Donnerstag 2. Mai 2024

Pfarrblatt zum Thema "Familie"

Unser neues Pfarrblatt zum Thema "Familie" ist erschienen!
Sie finden es in Ihrem Postkasten, in der Kirche und auf unserer Homepage.
Hier ergänzend ein Artikel von Univ.-Prof. Dr. Christian Spieß: "Familie als Verantwortungsbeziehung"

Familie als Verantwortungsbeziehung

Eigentlich bildet die „Heilige Familie“ die heutige Situation der Familie gut ab: Eine nicht ganz reguläre Partnerschaft mit einem nicht-ehelichen Kind, gesellschaftlich unsicher verortet und teilweise sogar auf der Flucht, aber doch funktional, weil man sich einander annimmt, füreinander sorgt und das Leben an ein Kind weitergibt und dieses Kind nährt und schützt.

 

Soziologisch würde man sagen, dass sich in dieser Familie „Filialität“ und „Konjugalität“ verbinden, also die Eltern-Kind-Beziehung und die Paarbeziehung.

 

Um diese beiden Strukturmerkmale dreht sich auch heute in unseren spätmodernen westlichen Gesellschaften noch jene Form des Zusammenlebens, die wir Familie nennen. Allerdings werden die konkreten Formen dieser Strukturmerkmale zunehmend vielfältig, vor allem im Hinblick auf das einst selbstverständlich als eheliche Mann-Frau-Beziehung gefasste Elternpaar, das zunehmend abgelöst wurde von Alleinerziehenden, gleichgeschlechtlichen oder diversen Paaren, mit oder ohne Trauschein oder Partnerschaftseintrag.

 

Manchen genügt gar die Definition: Familie ist, wo Kinder sind. Es könnte aber sein, dass dabei viele familiale Beziehungen zu stark in den Hintergrund geraten (etwa jene der erwachsenen Kinder, die für ihre alten Eltern sorgen) oder gar nicht berücksichtigt werden (etwa Fürsorgebeziehungen zwischen Geschwistern oder Paaren ohne Kinder). Jedenfalls sind Familien stets auf Dauer – das heißt zumindest für einen längeren Zeitraum – stabile und zuverlässige Verantwortungsbeziehungen, und zwar vor allem (wenn auch nicht nur) zwischen Generationen.

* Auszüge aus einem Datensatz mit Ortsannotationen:
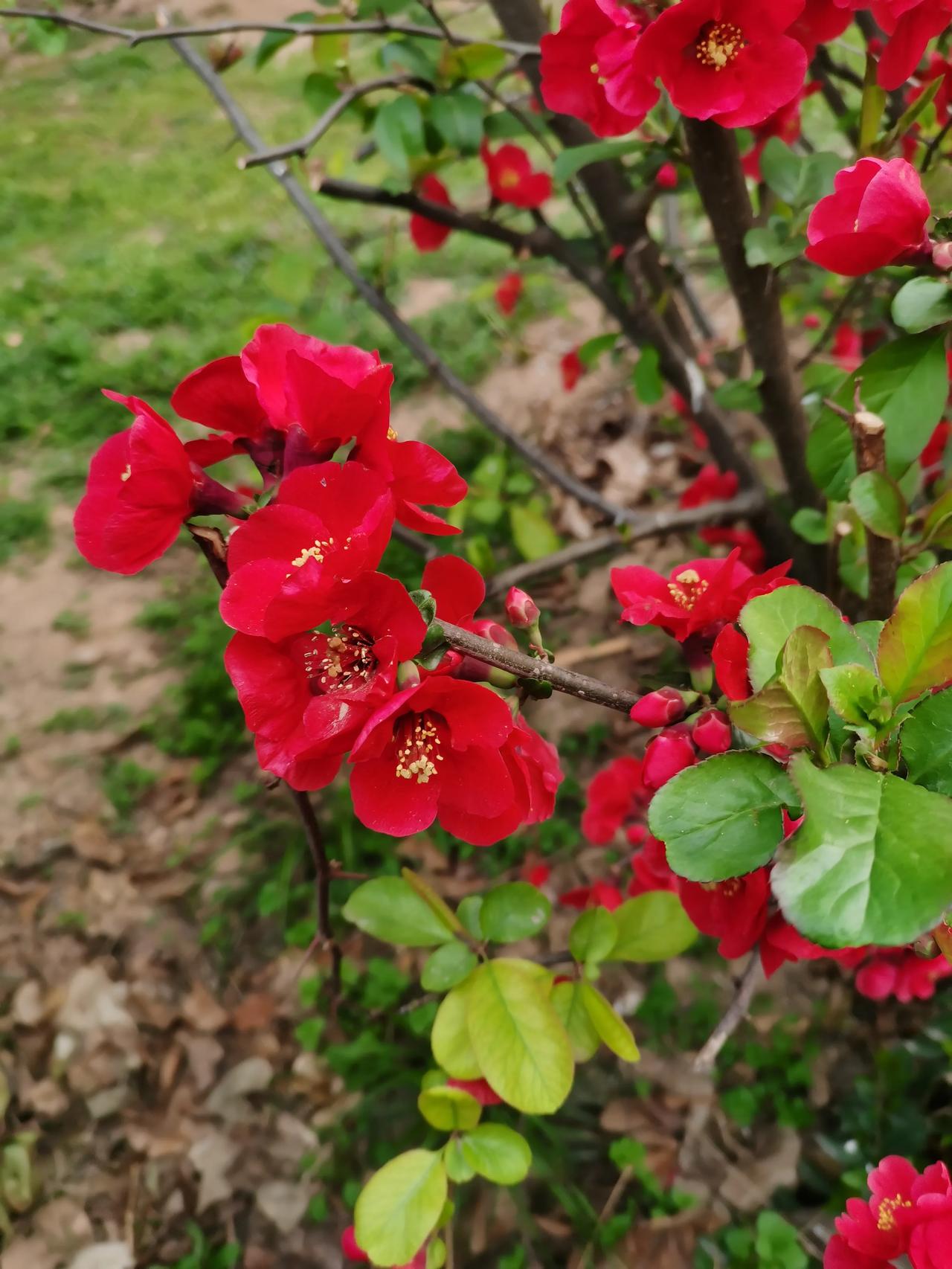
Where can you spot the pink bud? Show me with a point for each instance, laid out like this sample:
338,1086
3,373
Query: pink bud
666,176
713,731
659,708
666,755
521,609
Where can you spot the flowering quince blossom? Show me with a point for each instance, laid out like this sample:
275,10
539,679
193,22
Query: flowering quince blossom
512,179
876,216
592,47
731,61
698,597
429,235
143,485
433,753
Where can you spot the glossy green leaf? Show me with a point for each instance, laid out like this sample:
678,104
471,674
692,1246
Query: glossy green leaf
923,303
927,742
612,1029
722,817
517,1035
872,861
792,708
768,622
905,382
450,1038
916,646
448,1109
593,936
652,927
498,1152
389,909
880,504
400,1206
515,911
569,1004
447,966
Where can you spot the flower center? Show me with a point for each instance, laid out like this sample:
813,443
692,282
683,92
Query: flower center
887,1216
343,659
687,588
718,45
418,746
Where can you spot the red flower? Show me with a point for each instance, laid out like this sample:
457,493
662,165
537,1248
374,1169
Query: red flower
143,485
307,697
614,796
594,41
328,522
571,368
700,595
875,217
733,911
508,292
599,893
512,179
725,60
710,485
752,548
901,975
433,753
429,235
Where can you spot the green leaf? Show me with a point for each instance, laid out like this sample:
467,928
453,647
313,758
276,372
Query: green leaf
768,622
532,532
653,927
856,695
927,742
400,1206
447,966
880,504
905,382
872,861
722,817
515,911
450,1038
792,708
923,303
457,117
779,168
398,129
390,910
517,1037
593,936
612,1029
573,160
916,646
450,1109
498,1152
569,1004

* AUFGABEN:
A. Welche beiden Strukturmerkmale verbinden sich laut dem Textauszug soziologisch betrachtet in der „Heiligen Familie“?
B. Gib aus der Auflistung alles von der Zeile mit „Where can you spot the red“ bis zum Ende samt den Anfragen erneut wieder. Verschiebe dabei jede Zahl der Koordinaten in den Antworten um 74 nach oben.

* LÖSUNGEN:
A. „Filialität“ und „Konjugalität“, also die Eltern-Kind-Beziehung und die Paarbeziehung.

B.
Where can you spot the red flower? Show me with a point for each instance, laid out like this sample:
457,493
662,165
537,1248
374,1169
Query: red flower
217,559
381,771
688,870
668,115
402,596
645,442
774,669
949,291
807,985
582,366
673,967
586,253
799,134
784,559
826,622
975,1049
507,827
503,309
Where can you spot the green leaf? Show me with a point for each instance, laid out like this sample:
467,928
453,647
313,758
276,372
Query: green leaf
842,696
606,606
727,1001
930,769
1001,816
474,1280
521,1040
954,578
979,456
946,935
796,891
589,985
524,1112
866,782
997,377
531,191
853,242
472,203
464,984
591,1111
667,1010
686,1103
647,234
990,720
524,1183
572,1226
643,1078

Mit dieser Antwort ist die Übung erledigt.